START Records for this exercise

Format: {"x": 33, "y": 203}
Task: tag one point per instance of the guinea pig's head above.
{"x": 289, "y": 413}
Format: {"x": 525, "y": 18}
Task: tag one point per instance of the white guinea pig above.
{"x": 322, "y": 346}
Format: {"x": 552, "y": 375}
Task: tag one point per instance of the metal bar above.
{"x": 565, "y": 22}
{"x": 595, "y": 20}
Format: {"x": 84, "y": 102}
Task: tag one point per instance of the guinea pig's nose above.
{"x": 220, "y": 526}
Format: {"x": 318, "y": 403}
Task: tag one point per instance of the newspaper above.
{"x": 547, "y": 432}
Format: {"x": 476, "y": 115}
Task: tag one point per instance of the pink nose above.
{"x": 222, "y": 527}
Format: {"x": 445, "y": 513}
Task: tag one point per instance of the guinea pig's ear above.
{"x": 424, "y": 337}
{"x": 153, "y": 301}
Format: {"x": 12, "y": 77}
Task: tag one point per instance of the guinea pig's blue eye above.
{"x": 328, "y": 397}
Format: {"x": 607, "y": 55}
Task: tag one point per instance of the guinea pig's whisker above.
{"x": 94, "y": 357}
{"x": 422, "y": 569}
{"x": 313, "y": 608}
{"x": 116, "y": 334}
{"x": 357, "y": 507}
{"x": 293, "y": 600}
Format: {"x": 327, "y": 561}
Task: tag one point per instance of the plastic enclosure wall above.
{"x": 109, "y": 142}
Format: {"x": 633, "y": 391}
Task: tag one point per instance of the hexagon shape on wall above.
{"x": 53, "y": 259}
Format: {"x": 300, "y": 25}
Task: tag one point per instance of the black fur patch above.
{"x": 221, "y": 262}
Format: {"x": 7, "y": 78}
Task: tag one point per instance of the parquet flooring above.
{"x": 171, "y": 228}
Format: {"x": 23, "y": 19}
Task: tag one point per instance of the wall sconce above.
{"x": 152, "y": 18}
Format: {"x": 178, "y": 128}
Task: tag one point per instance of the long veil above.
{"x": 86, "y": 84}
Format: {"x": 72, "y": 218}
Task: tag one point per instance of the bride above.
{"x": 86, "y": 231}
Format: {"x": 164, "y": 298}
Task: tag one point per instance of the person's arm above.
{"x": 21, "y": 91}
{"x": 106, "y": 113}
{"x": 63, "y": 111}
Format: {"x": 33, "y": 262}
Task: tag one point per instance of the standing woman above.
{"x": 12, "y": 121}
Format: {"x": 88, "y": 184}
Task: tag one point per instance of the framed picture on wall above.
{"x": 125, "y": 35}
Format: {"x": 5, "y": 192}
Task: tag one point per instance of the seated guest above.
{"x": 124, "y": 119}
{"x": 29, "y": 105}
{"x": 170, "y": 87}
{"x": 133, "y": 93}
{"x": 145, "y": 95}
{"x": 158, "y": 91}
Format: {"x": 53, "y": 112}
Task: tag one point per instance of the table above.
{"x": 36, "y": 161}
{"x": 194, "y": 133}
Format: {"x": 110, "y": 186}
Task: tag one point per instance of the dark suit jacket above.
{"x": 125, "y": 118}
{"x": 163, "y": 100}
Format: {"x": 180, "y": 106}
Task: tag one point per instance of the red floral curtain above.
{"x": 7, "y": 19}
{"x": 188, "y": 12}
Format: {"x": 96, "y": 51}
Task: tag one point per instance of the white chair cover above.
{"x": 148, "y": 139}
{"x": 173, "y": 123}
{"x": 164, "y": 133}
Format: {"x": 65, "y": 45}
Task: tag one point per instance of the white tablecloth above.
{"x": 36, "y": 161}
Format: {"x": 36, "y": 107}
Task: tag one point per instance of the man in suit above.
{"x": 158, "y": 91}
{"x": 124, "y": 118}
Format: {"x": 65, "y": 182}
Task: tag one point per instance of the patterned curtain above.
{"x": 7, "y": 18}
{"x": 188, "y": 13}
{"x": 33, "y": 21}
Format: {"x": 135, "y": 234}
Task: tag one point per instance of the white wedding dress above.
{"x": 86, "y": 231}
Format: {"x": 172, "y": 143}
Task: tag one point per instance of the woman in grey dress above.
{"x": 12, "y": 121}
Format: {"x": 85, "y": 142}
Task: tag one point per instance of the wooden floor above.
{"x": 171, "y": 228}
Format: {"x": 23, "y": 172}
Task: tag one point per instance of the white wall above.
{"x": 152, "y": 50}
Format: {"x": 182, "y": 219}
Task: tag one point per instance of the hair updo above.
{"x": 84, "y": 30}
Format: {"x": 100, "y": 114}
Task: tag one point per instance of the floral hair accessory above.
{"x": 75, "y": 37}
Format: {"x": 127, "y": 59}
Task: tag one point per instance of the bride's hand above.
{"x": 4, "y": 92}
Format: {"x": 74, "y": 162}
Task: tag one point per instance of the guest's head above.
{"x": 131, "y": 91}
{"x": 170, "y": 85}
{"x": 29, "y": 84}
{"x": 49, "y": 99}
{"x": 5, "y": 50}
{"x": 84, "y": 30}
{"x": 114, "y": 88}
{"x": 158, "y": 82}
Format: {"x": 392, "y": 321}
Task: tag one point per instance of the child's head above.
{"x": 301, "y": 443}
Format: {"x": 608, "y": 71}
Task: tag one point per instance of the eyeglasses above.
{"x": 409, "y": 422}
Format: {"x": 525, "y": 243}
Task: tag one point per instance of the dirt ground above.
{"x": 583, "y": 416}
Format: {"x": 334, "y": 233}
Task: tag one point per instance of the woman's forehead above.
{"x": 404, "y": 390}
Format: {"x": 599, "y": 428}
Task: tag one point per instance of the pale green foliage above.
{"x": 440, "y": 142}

END Records for this exercise

**Requirement**
Output the complete data exactly as written.

**Exercise response**
Format: {"x": 33, "y": 203}
Task: tag one point per instance of the guinea pig's head above.
{"x": 289, "y": 413}
Format: {"x": 525, "y": 18}
Task: tag one point per instance of the white guinea pig above.
{"x": 322, "y": 346}
Format: {"x": 552, "y": 375}
Task: tag one point per instance of the metal bar above.
{"x": 565, "y": 22}
{"x": 595, "y": 20}
Format: {"x": 84, "y": 102}
Task: tag one point per instance of the guinea pig's nose above.
{"x": 220, "y": 526}
Format: {"x": 318, "y": 403}
Task: tag one point per instance of the newspaper above.
{"x": 547, "y": 432}
Format: {"x": 476, "y": 115}
Task: tag one point per instance of the pink nose above.
{"x": 222, "y": 527}
Format: {"x": 445, "y": 513}
Task: tag one point per instance of the guinea pig's ear above.
{"x": 424, "y": 337}
{"x": 153, "y": 301}
Format: {"x": 12, "y": 77}
Task: tag one point per instance of the guinea pig's blue eye above.
{"x": 328, "y": 397}
Format: {"x": 607, "y": 55}
Task: tag one point per instance of the guinea pig's whisker above.
{"x": 94, "y": 357}
{"x": 422, "y": 569}
{"x": 313, "y": 608}
{"x": 116, "y": 334}
{"x": 357, "y": 507}
{"x": 293, "y": 600}
Format: {"x": 327, "y": 561}
Task: tag one point per instance of the plastic enclosure wall above.
{"x": 109, "y": 142}
Format: {"x": 633, "y": 391}
Task: tag one point per instance of the hexagon shape on wall above.
{"x": 53, "y": 259}
Format: {"x": 300, "y": 25}
Task: tag one point per instance of the black fur patch above.
{"x": 221, "y": 262}
Format: {"x": 7, "y": 78}
Task: tag one point per instance of the parquet flooring above.
{"x": 171, "y": 228}
Format: {"x": 23, "y": 19}
Task: tag one point per instance of the wall sconce above.
{"x": 152, "y": 18}
Format: {"x": 178, "y": 128}
Task: tag one point per instance of the long veil above.
{"x": 86, "y": 84}
Format: {"x": 72, "y": 218}
Task: tag one point per instance of the bride above.
{"x": 86, "y": 231}
Format: {"x": 164, "y": 298}
Task: tag one point per instance of the person's arm above.
{"x": 21, "y": 91}
{"x": 106, "y": 113}
{"x": 63, "y": 111}
Format: {"x": 33, "y": 262}
Task: tag one point per instance of the standing woman above.
{"x": 12, "y": 121}
Format: {"x": 88, "y": 184}
Task: tag one point per instance of the framed picture on wall above.
{"x": 125, "y": 35}
Format: {"x": 5, "y": 192}
Task: tag one point per instance of the seated guest above.
{"x": 124, "y": 119}
{"x": 29, "y": 105}
{"x": 170, "y": 87}
{"x": 133, "y": 93}
{"x": 145, "y": 95}
{"x": 158, "y": 91}
Format: {"x": 53, "y": 112}
Task: tag one point per instance of the table above.
{"x": 36, "y": 161}
{"x": 194, "y": 133}
Format: {"x": 110, "y": 186}
Task: tag one point per instance of the dark suit jacket above.
{"x": 125, "y": 118}
{"x": 163, "y": 100}
Format: {"x": 180, "y": 106}
Task: tag one point per instance of the red floral curtain above.
{"x": 7, "y": 19}
{"x": 188, "y": 12}
Format: {"x": 96, "y": 51}
Task: tag one point per instance of the white chair cover above.
{"x": 148, "y": 139}
{"x": 173, "y": 123}
{"x": 164, "y": 133}
Format: {"x": 65, "y": 45}
Task: tag one point per instance of the white tablecloth above.
{"x": 36, "y": 161}
Format: {"x": 36, "y": 107}
Task: tag one point per instance of the man in suit above.
{"x": 158, "y": 91}
{"x": 124, "y": 118}
Format: {"x": 65, "y": 182}
Task: tag one point per instance of the patterned curtain above.
{"x": 7, "y": 18}
{"x": 188, "y": 13}
{"x": 33, "y": 21}
Format: {"x": 135, "y": 234}
Task: tag one point per instance of the white wedding dress above.
{"x": 86, "y": 231}
Format: {"x": 172, "y": 143}
Task: tag one point per instance of the woman in grey dress above.
{"x": 12, "y": 121}
Format: {"x": 85, "y": 142}
Task: tag one point per instance of the wooden floor above.
{"x": 171, "y": 228}
Format: {"x": 23, "y": 172}
Task: tag one point per instance of the white wall above.
{"x": 152, "y": 50}
Format: {"x": 182, "y": 219}
Task: tag one point per instance of the hair updo above.
{"x": 84, "y": 30}
Format: {"x": 100, "y": 114}
Task: tag one point per instance of the floral hair accessory above.
{"x": 75, "y": 37}
Format: {"x": 127, "y": 59}
Task: tag one point per instance of the bride's hand above.
{"x": 4, "y": 92}
Format: {"x": 74, "y": 162}
Task: tag one point per instance of the guest's head above.
{"x": 131, "y": 91}
{"x": 170, "y": 85}
{"x": 29, "y": 84}
{"x": 49, "y": 99}
{"x": 5, "y": 50}
{"x": 84, "y": 30}
{"x": 114, "y": 88}
{"x": 158, "y": 82}
Format: {"x": 392, "y": 321}
Task: tag one point per instance of the child's head above.
{"x": 301, "y": 443}
Format: {"x": 608, "y": 71}
Task: tag one point per instance of the eyeglasses above.
{"x": 409, "y": 422}
Format: {"x": 525, "y": 243}
Task: tag one point per instance of the dirt ground above.
{"x": 583, "y": 416}
Format: {"x": 334, "y": 233}
Task: tag one point per instance of the woman's forehead above.
{"x": 404, "y": 390}
Format: {"x": 599, "y": 428}
Task: tag one point per instance of the pale green foliage above.
{"x": 440, "y": 142}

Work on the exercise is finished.